# SOURCE PASSAGE:
#####

Software-in-the-Loop Joystick Flight

This tutorial explains the steps required to fly a simulated quadrotor in the Gazebo simulator using a real joystick. The following diagram shows how the system components work together.

Hardware Requirements

• Desktop linux machine with minimum of 8GB RAM, 16GB recommended, Ubuntu 16.04 installed
• Joystick

Software Requirements

• Ubuntu 16.04
• ROS Kinetic (full desktop installation)

• Gazebo 7: will be automatically installed with ROS

• PX4 firmware installation on Linux: Autopilot software which includes the software-in-the-loop firmware

• MAVROS package: Autopilot ROS interface

• Joy package: Joystick ROS interface

NOTE: In this tutorial, it is assumed that the reader is familiar with basic linux commands, ROS basics.

Setup Steps

Please follow the following steps carefully to setup the development enviroment which includes the software-in-the-loop simulation. It is assumed that the following steps are done on a clean Ubuntu 16.04 OS image.

Open a new terminal window (you can hit ctrl+alt+t to bring up one). then, please follow the steps in this link, starting by the Persmission Setup section. Cover the installation instructions in following sections.

• Permission setup
• Remove the modem manager
• Ninja Build System
• Common Dependencies
• FastRTPS instalation
• jMAVSim
• Skip Gazebo section as it will be done in next step
• ROS/Gazebo(Kinetic). Skip this if already done.

#####

# WRITTEN EXERCISE:
In the joystick flight tutorial, why is the Gazebo section skipped when working through the linked installation instructions? Rely solely on the joystick flight tutorial above.

# PROVIDED RECORDS:
#####

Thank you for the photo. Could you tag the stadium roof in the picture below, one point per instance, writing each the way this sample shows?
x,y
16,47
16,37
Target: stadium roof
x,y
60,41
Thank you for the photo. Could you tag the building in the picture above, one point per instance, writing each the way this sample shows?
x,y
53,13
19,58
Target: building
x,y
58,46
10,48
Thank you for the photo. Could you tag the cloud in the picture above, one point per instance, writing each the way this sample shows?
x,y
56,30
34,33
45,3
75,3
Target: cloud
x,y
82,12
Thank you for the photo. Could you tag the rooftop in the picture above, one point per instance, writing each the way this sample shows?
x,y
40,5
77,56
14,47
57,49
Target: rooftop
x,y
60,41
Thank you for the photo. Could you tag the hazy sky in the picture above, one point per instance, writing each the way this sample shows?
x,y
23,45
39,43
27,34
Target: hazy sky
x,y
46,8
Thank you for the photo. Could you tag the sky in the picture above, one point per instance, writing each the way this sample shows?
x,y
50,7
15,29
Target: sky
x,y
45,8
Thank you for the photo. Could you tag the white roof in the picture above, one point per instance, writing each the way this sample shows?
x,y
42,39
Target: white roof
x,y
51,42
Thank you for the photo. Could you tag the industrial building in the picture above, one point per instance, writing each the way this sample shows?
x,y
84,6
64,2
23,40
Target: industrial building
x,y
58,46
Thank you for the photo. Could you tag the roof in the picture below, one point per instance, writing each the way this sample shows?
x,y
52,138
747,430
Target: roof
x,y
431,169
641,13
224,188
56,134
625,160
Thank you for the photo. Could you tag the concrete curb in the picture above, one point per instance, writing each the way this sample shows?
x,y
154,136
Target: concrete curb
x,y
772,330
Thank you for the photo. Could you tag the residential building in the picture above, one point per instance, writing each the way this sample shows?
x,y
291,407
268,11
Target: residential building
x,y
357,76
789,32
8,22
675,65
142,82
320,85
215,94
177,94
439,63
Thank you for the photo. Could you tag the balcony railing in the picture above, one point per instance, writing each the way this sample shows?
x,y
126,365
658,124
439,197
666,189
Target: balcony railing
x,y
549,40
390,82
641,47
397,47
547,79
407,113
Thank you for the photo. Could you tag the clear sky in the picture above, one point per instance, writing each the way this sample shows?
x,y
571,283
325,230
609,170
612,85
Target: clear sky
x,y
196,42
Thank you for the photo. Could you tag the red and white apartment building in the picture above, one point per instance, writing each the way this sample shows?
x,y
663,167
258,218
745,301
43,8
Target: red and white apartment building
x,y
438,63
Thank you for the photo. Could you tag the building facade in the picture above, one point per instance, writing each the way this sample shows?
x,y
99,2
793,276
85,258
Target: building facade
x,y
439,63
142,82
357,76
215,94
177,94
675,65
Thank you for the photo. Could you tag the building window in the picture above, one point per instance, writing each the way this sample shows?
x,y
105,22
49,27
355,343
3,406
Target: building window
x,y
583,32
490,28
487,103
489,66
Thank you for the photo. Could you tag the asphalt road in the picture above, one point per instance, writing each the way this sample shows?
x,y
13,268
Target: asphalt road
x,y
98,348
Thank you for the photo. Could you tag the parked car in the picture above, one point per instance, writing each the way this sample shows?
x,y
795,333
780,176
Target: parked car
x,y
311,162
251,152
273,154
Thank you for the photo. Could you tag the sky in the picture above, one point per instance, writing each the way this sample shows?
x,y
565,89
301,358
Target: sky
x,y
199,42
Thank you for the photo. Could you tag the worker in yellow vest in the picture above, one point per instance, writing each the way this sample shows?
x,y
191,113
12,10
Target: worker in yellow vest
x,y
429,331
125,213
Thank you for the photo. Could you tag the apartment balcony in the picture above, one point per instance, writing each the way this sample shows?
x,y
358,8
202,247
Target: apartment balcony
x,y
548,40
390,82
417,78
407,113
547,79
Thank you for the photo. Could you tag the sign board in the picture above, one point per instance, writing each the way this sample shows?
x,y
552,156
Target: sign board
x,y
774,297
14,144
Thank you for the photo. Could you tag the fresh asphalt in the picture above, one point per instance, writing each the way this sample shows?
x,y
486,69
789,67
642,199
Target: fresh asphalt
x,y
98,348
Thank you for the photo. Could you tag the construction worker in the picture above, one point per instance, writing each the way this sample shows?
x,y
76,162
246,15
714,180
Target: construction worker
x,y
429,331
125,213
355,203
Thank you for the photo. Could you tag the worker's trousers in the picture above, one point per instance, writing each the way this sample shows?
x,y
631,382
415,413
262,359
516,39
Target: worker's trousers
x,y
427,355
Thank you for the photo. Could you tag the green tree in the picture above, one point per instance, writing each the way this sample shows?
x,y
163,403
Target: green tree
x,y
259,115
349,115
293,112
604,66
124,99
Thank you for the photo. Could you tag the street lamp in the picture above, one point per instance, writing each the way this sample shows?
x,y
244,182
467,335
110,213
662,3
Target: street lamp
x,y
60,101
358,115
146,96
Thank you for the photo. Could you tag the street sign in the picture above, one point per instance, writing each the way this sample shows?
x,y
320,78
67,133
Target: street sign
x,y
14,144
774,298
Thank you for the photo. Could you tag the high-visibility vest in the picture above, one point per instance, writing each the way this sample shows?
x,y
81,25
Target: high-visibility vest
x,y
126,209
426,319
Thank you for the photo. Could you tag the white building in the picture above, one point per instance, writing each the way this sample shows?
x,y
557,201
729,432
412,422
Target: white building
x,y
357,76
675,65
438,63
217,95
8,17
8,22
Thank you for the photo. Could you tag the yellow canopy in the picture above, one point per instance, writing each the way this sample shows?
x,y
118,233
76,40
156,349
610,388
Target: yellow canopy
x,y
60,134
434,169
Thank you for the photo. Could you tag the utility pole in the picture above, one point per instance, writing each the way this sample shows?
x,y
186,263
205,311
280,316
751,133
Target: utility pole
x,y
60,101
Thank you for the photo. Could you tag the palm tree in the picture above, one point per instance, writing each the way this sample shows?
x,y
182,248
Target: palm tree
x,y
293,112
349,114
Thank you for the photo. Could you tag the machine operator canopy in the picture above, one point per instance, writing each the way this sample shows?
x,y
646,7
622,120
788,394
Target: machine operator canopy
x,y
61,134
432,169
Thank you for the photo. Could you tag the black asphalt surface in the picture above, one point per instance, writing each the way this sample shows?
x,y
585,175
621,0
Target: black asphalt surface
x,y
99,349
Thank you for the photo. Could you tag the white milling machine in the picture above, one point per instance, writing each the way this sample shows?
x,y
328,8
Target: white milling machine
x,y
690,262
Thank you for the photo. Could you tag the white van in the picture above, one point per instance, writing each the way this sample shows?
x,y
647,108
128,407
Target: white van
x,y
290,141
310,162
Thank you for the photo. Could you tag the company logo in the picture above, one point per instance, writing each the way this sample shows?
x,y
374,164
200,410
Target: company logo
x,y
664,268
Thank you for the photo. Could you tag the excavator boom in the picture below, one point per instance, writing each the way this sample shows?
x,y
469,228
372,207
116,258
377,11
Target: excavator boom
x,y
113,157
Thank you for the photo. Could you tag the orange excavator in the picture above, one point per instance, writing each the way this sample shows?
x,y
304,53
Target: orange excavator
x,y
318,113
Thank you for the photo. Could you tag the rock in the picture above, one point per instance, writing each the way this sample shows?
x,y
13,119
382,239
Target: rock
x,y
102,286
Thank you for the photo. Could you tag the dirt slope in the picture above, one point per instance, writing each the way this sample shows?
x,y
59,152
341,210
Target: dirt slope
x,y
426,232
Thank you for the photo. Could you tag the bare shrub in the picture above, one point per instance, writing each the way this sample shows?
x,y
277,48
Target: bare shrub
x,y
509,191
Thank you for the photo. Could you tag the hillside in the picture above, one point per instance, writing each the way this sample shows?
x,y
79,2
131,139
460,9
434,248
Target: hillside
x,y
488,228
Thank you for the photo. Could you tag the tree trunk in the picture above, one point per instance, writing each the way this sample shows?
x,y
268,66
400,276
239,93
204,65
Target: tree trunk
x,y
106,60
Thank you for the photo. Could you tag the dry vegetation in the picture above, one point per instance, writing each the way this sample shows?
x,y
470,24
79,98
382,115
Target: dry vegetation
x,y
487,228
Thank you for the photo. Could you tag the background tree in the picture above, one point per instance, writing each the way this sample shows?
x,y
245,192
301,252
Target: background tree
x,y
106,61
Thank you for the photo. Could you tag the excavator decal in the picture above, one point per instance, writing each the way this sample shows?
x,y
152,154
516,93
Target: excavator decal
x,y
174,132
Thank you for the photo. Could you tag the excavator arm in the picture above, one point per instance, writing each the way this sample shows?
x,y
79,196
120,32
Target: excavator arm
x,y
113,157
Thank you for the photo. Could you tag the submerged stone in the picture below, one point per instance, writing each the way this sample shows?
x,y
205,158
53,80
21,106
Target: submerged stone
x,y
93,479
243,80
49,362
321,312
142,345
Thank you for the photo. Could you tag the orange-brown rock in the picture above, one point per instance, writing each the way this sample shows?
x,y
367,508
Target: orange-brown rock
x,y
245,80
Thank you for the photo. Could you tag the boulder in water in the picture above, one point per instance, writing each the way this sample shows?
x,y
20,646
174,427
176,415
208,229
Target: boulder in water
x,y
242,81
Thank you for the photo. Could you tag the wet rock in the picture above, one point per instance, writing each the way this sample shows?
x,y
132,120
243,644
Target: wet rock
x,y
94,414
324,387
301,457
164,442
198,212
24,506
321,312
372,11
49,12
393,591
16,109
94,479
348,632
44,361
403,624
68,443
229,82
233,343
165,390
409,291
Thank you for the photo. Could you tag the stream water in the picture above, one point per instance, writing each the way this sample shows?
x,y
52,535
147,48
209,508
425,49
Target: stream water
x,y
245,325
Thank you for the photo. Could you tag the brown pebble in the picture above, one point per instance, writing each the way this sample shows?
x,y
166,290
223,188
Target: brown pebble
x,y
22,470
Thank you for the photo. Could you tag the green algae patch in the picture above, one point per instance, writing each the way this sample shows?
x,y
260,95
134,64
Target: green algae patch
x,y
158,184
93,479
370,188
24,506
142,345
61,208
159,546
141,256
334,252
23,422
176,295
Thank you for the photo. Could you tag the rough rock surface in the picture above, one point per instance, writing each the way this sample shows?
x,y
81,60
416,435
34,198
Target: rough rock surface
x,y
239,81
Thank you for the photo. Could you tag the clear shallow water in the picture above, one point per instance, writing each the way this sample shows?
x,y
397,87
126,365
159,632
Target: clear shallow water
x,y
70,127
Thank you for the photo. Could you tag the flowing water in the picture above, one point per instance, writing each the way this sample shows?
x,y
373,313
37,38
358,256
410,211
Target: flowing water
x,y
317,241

#####

# FULL OUTPUT:
The Gazebo section is skipped because Gazebo is installed in the next step, the ROS/Gazebo (Kinetic) installation. The tutorial also notes that Gazebo 7 is installed automatically with ROS.